Work task 1:
According to the passage on surgery for COPD, what mechanism is believed to explain the improvement after lung volume reduction surgery?
Work task 2:
Pick up the passage on surgery for COPD after its final sentence and carry it forward.

Provided passage:
Patients should be taught ways to conserve energy during activities of daily living and to pace their activities. Difficulties in sexual function should be discussed and advice should be given on using energy-conserving techniques for sexual gratification.
Surgery in Stable COPD
Surgical options for treatment of severe COPD include
Lung volume reduction
Lung transplantation
Lung volume reduction surgery
Lung volume reduction surgery consists of resecting nonfunctioning emphysematous areas. The procedure improves lung function, exercise tolerance, and quality of life in patients with severe, predominantly upper-lung emphysema who have low baseline exercise capacity after pulmonary rehabilitation. Mortality is increased in the first 90 days after lung volume reduction surgery, but survival is higher at 5 years.
The effect on arterial blood gas measurements is variable and not predictable, but most patients who require oxygen therapy before surgery continue to need it. Improvement is less than that with lung transplantation. The mechanism of improvement is believed to be enhanced lung recoil and improved diaphragmatic function.

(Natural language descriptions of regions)
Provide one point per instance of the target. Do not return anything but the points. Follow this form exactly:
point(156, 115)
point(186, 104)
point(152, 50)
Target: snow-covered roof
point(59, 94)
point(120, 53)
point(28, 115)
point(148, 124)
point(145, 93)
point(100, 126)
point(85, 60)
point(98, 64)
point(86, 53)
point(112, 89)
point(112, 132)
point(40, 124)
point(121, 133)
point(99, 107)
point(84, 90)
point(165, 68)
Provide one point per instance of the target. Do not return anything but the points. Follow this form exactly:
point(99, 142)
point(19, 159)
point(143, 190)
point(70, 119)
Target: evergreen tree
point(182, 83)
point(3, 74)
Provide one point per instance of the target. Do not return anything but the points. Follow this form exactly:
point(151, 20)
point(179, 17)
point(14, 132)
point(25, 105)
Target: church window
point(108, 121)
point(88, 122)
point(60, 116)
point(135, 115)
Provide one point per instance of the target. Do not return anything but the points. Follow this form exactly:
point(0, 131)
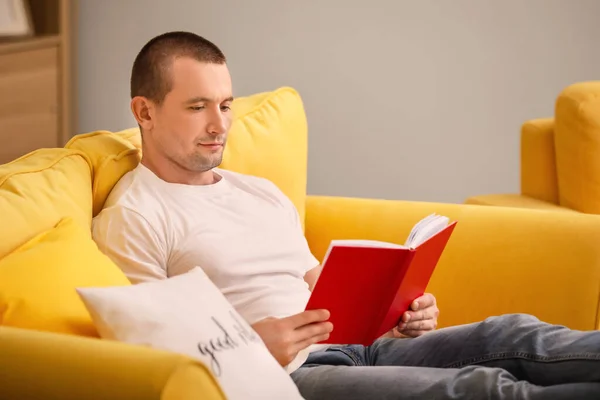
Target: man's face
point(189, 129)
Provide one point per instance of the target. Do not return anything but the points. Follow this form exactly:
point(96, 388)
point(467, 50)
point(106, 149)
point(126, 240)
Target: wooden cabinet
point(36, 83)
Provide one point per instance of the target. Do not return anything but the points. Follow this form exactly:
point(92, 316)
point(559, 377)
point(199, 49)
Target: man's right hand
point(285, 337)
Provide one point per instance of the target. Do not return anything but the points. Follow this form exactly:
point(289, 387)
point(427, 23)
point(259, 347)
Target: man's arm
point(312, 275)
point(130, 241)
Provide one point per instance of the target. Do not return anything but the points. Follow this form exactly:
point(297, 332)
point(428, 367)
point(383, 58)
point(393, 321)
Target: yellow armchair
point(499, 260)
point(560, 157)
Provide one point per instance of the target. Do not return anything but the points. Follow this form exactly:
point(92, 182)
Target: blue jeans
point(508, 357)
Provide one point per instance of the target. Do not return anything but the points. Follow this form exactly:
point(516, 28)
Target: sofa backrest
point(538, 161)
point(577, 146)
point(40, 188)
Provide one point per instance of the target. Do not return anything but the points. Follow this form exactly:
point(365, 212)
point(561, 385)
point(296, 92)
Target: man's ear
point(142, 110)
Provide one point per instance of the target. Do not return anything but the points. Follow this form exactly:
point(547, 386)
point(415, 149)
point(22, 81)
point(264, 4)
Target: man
--
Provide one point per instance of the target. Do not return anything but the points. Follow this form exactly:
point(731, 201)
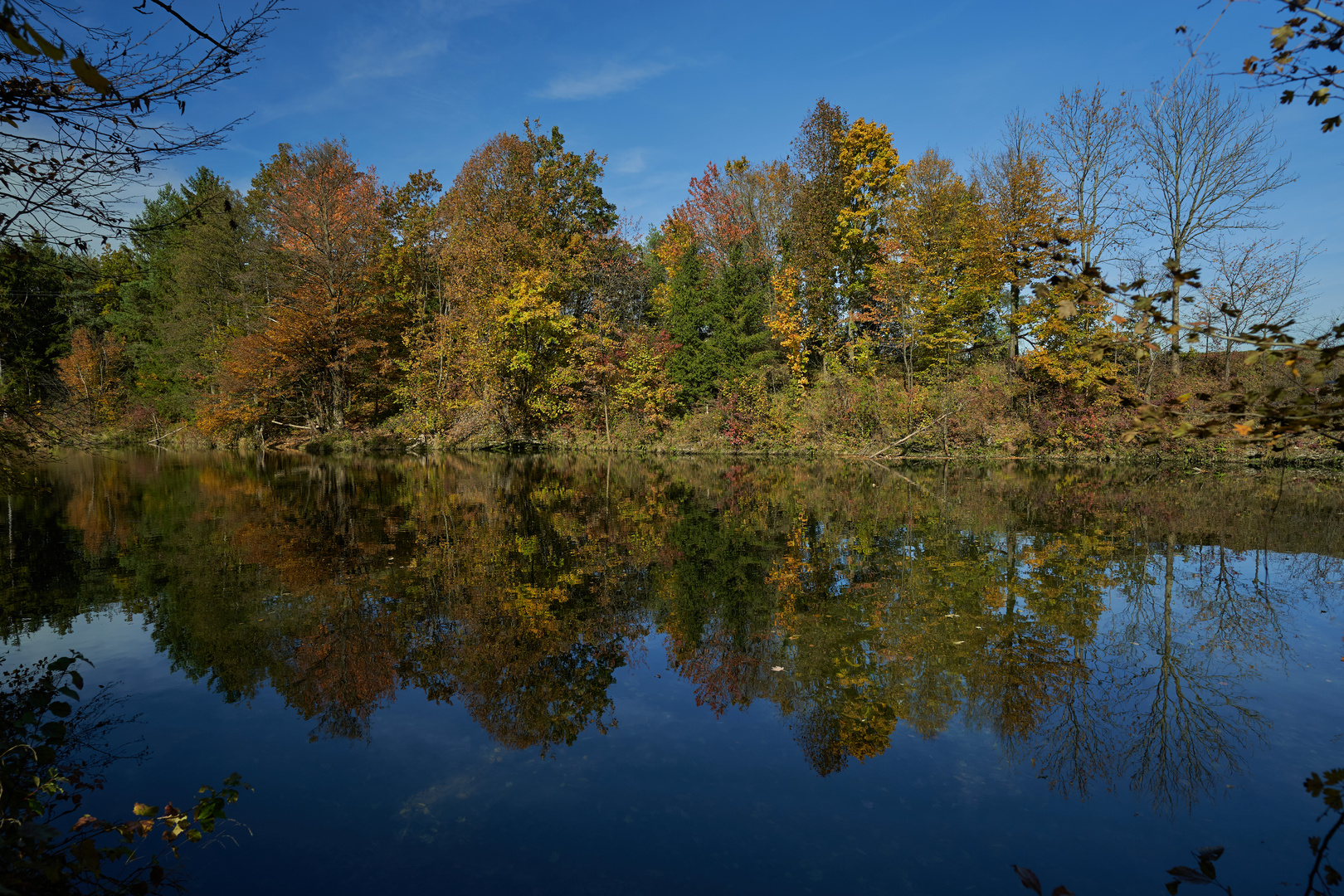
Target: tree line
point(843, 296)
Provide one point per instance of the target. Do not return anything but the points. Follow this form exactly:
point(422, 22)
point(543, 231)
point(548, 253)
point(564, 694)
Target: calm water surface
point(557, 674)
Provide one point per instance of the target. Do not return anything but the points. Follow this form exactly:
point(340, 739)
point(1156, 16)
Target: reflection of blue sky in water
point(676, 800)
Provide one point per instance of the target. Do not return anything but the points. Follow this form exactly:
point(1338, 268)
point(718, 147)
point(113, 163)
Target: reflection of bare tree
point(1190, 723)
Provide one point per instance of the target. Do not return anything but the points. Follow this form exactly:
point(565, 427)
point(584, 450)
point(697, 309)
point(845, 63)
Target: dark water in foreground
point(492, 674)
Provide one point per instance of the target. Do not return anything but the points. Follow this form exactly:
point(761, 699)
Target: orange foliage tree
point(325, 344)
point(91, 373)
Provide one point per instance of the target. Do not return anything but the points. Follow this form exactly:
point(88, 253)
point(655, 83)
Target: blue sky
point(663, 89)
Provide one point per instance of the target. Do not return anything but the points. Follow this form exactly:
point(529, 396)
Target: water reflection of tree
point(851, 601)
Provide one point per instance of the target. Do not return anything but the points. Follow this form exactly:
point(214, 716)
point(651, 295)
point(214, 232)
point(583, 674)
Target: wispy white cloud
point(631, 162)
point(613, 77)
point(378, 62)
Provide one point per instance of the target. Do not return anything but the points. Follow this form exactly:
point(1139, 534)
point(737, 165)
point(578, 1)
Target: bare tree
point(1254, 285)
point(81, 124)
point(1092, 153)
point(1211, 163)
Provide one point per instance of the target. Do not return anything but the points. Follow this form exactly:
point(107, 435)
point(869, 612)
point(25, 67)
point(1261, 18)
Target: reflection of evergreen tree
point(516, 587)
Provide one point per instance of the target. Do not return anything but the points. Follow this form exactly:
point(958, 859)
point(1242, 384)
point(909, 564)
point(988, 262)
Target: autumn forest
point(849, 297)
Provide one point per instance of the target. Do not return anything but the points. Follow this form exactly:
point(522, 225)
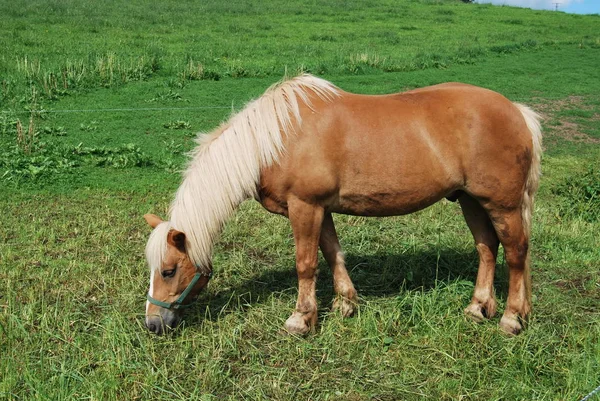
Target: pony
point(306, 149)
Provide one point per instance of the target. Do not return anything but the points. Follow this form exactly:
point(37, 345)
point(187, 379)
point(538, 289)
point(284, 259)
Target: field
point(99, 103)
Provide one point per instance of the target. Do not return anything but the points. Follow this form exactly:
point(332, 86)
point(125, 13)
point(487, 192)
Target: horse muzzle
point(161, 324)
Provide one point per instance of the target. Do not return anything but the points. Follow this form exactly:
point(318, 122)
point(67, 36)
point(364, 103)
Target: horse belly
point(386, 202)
==
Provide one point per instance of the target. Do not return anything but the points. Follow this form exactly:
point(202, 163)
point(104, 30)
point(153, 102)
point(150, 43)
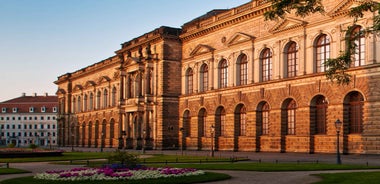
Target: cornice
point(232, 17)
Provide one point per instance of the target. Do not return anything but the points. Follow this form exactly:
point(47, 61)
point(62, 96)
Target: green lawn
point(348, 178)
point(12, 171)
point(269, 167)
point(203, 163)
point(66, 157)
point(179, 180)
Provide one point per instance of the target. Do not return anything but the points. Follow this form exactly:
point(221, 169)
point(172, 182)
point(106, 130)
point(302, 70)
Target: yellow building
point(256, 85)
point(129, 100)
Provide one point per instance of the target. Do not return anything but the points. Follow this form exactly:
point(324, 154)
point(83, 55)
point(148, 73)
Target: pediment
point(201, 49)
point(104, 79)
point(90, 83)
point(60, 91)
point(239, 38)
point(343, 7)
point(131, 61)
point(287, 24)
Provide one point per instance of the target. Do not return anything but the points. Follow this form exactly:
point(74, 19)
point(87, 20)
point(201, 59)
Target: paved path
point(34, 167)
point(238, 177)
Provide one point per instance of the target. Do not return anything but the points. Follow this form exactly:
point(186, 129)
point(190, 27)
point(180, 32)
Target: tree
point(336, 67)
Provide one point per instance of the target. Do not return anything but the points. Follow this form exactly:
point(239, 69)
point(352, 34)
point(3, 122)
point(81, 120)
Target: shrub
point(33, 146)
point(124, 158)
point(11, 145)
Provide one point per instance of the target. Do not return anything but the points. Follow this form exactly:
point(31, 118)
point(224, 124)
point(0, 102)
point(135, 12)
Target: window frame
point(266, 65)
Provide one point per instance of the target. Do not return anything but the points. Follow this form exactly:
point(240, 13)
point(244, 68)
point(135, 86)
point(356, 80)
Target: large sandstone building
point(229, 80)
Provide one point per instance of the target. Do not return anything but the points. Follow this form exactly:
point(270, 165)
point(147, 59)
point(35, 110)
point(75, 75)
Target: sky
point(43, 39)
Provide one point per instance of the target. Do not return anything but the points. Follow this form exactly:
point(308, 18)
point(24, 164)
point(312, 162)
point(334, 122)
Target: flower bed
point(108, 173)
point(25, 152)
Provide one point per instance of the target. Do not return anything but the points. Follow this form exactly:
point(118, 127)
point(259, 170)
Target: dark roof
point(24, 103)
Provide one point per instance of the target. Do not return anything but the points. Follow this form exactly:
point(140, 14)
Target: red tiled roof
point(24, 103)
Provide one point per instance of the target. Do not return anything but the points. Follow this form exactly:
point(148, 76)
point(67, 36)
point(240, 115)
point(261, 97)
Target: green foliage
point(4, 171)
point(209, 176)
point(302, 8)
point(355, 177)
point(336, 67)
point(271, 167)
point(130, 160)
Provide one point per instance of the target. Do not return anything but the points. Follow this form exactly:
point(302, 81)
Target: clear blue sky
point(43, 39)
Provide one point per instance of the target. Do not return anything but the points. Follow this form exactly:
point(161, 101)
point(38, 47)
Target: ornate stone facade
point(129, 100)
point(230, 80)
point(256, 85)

Response 1:
Enhanced lung recoil and improved diaphragmatic function.

Response 2:
Operative mortality is about 5%. The best candidates for lung volume reduction surgery are patients with an FEV1 20 to 40% of predicted, a DLCO > 20% of predicted, significantly impaired exercise capacity, heterogeneous pulmonary disease on CT with an upper-lobe predominance, PaCO2 < 50 mm Hg, and absence of severe pulmonary hypertension and coronary artery disease.
Rarely, patients have extremely large bullae that compress the functional lung. These patients can be helped by surgical resection of these bullae, with resulting relief of symptoms and improved pulmonary function. Generally, resection is most beneficial for patients with bullae affecting more than one third of a hemithorax and an FEV1 about half of the predicted normal value. Improved pulmonary function is related to the amount of normal or minimally diseased lung tissue that was compressed by the resected bullae. Serial chest x-rays and CT scans are the most useful procedures for determining whether a patient’s functional status is due to compression of viable lung by bullae or to generalized emphysema. A markedly reduced DLCO (< 40% predicted) indicates widespread emphysema and suggests a poorer outcome from surgical resection.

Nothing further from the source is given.